» **To do**: Edit the review abstract on Alzheimer's outcome measure crosswalks: copy it from "Background: A key" up to and including "the three domains.", putting "neurocognitive disorder" in place of "dementia".

» **Given passage**:
= = = = = = =

Clinical Outcome Measure Crosswalks in Alzheimer’s Disease: A Systematic Review

Background: A key challenge in studies that model outcomes, disease progression, and cost-effectiveness of existing and emerging dementia treatments is the lack of conversion criteria to translate, or ‘crosswalk’, scores on multiple measurement scales. Clinical status in dementia is commonly characterized in the cognitive, functional, and behavioral domains.

Objective: We conducted a systematic review of peer-reviewed dementia measure crosswalks in the three domains.

Methods: We systematically reviewed published literature for crosswalks between scales used to measure cognitive, functional, or behavioral outcomes in Alzheimer’s and related dementias. The search was conducted in PubMed, and additional crosswalks were identified through snowballing and expert input from dementia modelers.

= = = = = = =

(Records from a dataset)
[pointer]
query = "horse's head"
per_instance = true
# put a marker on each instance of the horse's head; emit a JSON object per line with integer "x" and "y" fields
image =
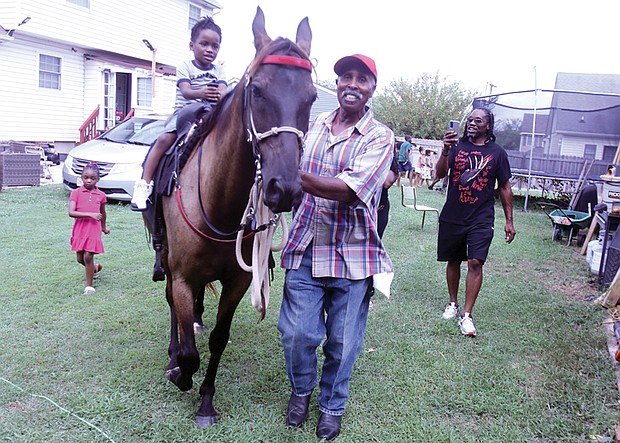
{"x": 279, "y": 95}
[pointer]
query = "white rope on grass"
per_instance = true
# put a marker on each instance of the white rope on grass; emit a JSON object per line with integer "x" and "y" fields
{"x": 59, "y": 407}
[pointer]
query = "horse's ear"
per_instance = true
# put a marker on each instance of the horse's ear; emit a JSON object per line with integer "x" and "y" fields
{"x": 258, "y": 28}
{"x": 304, "y": 36}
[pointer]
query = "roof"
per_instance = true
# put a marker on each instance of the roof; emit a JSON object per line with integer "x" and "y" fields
{"x": 541, "y": 123}
{"x": 584, "y": 107}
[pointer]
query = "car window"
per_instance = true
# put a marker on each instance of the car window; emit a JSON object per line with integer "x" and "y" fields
{"x": 148, "y": 132}
{"x": 135, "y": 130}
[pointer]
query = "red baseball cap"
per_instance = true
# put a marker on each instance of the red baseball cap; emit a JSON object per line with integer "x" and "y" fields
{"x": 345, "y": 63}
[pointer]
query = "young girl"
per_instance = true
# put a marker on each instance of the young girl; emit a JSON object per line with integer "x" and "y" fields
{"x": 198, "y": 80}
{"x": 87, "y": 206}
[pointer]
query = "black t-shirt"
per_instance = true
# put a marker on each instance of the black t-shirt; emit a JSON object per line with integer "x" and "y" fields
{"x": 474, "y": 170}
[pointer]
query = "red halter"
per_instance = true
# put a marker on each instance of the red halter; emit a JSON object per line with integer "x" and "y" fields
{"x": 287, "y": 60}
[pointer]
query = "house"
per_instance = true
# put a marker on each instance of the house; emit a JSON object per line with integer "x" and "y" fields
{"x": 72, "y": 68}
{"x": 64, "y": 61}
{"x": 584, "y": 120}
{"x": 525, "y": 140}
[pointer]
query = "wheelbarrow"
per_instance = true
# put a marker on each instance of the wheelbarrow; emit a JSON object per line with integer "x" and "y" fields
{"x": 566, "y": 222}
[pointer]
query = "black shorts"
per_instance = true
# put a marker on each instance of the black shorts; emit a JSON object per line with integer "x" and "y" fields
{"x": 460, "y": 243}
{"x": 404, "y": 167}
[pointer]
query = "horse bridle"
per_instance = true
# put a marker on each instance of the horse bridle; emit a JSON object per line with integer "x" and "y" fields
{"x": 254, "y": 138}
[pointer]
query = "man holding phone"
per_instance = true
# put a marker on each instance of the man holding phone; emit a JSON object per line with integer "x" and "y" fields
{"x": 474, "y": 163}
{"x": 404, "y": 165}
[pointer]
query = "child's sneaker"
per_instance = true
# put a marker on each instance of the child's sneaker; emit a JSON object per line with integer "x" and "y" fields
{"x": 451, "y": 311}
{"x": 466, "y": 323}
{"x": 141, "y": 193}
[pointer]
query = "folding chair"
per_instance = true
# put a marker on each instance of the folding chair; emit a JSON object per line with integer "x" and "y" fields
{"x": 408, "y": 194}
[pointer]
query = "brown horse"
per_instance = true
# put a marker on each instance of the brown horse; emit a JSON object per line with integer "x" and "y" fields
{"x": 255, "y": 131}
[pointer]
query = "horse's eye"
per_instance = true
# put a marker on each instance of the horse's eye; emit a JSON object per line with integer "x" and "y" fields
{"x": 256, "y": 91}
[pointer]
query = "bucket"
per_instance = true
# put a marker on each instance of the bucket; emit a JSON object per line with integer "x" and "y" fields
{"x": 611, "y": 193}
{"x": 595, "y": 261}
{"x": 590, "y": 250}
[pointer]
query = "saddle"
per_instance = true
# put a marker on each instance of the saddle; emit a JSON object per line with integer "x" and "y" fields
{"x": 164, "y": 180}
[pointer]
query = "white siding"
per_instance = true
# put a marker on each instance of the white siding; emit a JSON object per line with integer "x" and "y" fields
{"x": 8, "y": 15}
{"x": 114, "y": 28}
{"x": 117, "y": 26}
{"x": 30, "y": 113}
{"x": 573, "y": 145}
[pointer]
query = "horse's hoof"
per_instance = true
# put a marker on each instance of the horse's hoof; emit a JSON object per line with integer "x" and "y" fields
{"x": 159, "y": 274}
{"x": 176, "y": 376}
{"x": 198, "y": 328}
{"x": 206, "y": 421}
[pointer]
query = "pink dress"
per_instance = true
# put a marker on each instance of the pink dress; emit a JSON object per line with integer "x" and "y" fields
{"x": 86, "y": 235}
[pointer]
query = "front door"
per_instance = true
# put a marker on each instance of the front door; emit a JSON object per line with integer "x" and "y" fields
{"x": 123, "y": 95}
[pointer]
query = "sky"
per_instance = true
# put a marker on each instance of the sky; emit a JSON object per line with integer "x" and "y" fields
{"x": 511, "y": 45}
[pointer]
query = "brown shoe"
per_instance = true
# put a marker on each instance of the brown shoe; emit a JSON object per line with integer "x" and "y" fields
{"x": 328, "y": 426}
{"x": 297, "y": 411}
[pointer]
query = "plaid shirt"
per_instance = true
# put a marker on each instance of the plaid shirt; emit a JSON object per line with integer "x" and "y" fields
{"x": 345, "y": 242}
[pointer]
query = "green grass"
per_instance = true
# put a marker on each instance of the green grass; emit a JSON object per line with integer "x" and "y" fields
{"x": 539, "y": 370}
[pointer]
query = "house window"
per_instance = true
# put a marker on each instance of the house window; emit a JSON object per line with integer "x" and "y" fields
{"x": 609, "y": 153}
{"x": 49, "y": 72}
{"x": 82, "y": 3}
{"x": 589, "y": 152}
{"x": 145, "y": 96}
{"x": 194, "y": 15}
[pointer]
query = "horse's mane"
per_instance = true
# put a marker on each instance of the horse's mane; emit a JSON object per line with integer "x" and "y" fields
{"x": 280, "y": 45}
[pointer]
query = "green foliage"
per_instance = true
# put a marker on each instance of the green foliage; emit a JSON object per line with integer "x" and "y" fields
{"x": 539, "y": 370}
{"x": 423, "y": 108}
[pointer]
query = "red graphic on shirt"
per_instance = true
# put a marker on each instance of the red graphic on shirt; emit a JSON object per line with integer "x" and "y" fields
{"x": 471, "y": 174}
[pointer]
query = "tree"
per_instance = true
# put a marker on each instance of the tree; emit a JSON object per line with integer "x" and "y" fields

= = = = = = =

» **Reply to the exercise**:
Background: A key challenge in studies that model outcomes, disease progression, and cost-effectiveness of existing and emerging neurocognitive disorder treatments is the lack of conversion criteria to translate, or ‘crosswalk’, scores on multiple measurement scales. Clinical status in neurocognitive disorder is commonly characterized in the cognitive, functional, and behavioral domains.

Objective: We conducted a systematic review of peer-reviewed neurocognitive disorder measure crosswalks in the three domains.